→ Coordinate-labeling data
----------------
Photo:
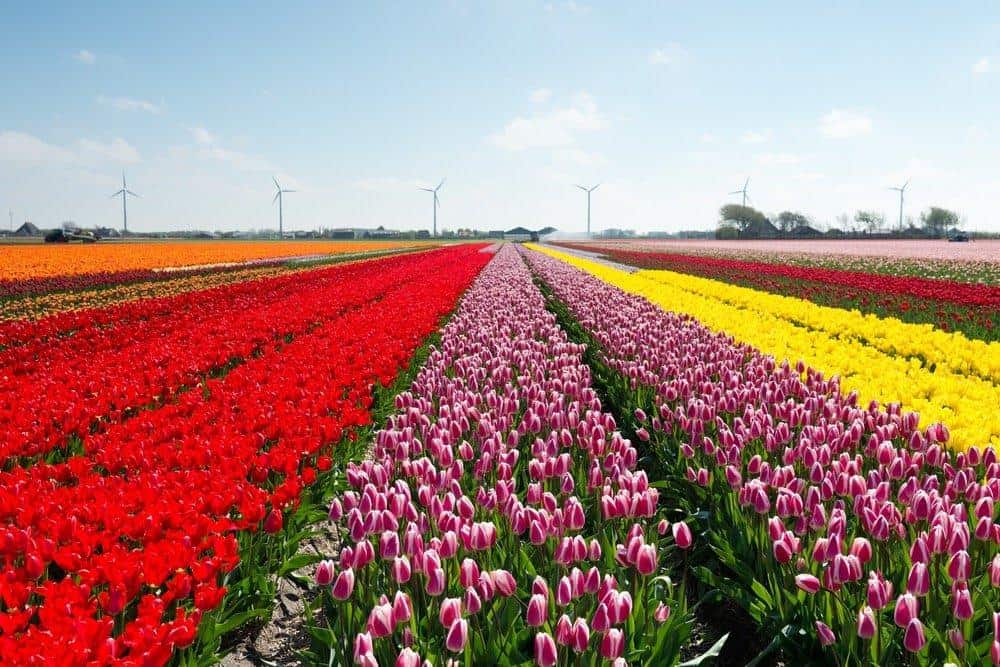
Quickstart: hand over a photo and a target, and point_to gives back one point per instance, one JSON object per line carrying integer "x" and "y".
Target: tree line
{"x": 739, "y": 221}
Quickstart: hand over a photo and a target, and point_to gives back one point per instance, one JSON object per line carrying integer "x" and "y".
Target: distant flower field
{"x": 522, "y": 455}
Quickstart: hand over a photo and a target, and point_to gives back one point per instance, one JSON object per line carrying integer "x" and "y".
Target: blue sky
{"x": 668, "y": 105}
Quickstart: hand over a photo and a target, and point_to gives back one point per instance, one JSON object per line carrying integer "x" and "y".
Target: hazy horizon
{"x": 357, "y": 107}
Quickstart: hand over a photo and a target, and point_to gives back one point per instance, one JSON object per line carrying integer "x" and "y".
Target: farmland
{"x": 576, "y": 453}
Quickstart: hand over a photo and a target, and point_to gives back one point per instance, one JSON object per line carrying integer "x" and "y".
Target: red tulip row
{"x": 968, "y": 294}
{"x": 43, "y": 285}
{"x": 128, "y": 356}
{"x": 115, "y": 554}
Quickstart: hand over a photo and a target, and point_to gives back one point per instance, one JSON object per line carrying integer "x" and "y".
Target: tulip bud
{"x": 324, "y": 573}
{"x": 612, "y": 644}
{"x": 538, "y": 611}
{"x": 362, "y": 646}
{"x": 408, "y": 658}
{"x": 682, "y": 535}
{"x": 913, "y": 639}
{"x": 273, "y": 522}
{"x": 581, "y": 635}
{"x": 646, "y": 560}
{"x": 919, "y": 581}
{"x": 962, "y": 603}
{"x": 546, "y": 653}
{"x": 451, "y": 611}
{"x": 344, "y": 585}
{"x": 826, "y": 636}
{"x": 866, "y": 623}
{"x": 458, "y": 636}
{"x": 907, "y": 609}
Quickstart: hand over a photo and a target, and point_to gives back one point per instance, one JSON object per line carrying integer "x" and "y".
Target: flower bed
{"x": 501, "y": 518}
{"x": 118, "y": 553}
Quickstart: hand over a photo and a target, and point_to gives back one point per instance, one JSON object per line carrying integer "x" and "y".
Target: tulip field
{"x": 571, "y": 454}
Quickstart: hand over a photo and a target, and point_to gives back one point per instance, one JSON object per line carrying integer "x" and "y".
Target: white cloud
{"x": 841, "y": 124}
{"x": 808, "y": 176}
{"x": 776, "y": 159}
{"x": 388, "y": 184}
{"x": 117, "y": 150}
{"x": 25, "y": 148}
{"x": 569, "y": 6}
{"x": 983, "y": 66}
{"x": 202, "y": 136}
{"x": 752, "y": 137}
{"x": 670, "y": 54}
{"x": 579, "y": 157}
{"x": 551, "y": 129}
{"x": 239, "y": 160}
{"x": 129, "y": 104}
{"x": 541, "y": 95}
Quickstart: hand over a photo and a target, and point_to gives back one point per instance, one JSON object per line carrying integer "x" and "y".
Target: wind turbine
{"x": 588, "y": 191}
{"x": 743, "y": 191}
{"x": 437, "y": 202}
{"x": 901, "y": 191}
{"x": 125, "y": 193}
{"x": 281, "y": 215}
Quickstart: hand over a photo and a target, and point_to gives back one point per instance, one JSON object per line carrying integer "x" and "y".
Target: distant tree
{"x": 789, "y": 220}
{"x": 870, "y": 220}
{"x": 937, "y": 221}
{"x": 741, "y": 216}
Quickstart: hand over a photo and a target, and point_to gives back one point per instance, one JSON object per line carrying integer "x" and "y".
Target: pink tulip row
{"x": 500, "y": 516}
{"x": 845, "y": 520}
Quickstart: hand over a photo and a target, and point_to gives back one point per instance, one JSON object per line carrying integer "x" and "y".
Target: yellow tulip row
{"x": 883, "y": 359}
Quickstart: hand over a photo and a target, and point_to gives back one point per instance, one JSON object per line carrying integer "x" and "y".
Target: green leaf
{"x": 298, "y": 561}
{"x": 239, "y": 619}
{"x": 713, "y": 652}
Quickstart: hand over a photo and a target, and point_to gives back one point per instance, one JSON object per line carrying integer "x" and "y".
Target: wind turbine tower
{"x": 901, "y": 191}
{"x": 124, "y": 193}
{"x": 436, "y": 203}
{"x": 281, "y": 214}
{"x": 588, "y": 191}
{"x": 744, "y": 191}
----------------
→ AIM
Identify every line in the listing above that contains the word "wind" and copy each of those lines.

→ WORKED SOLUTION
Target: wind turbine
Target: wind turbine tower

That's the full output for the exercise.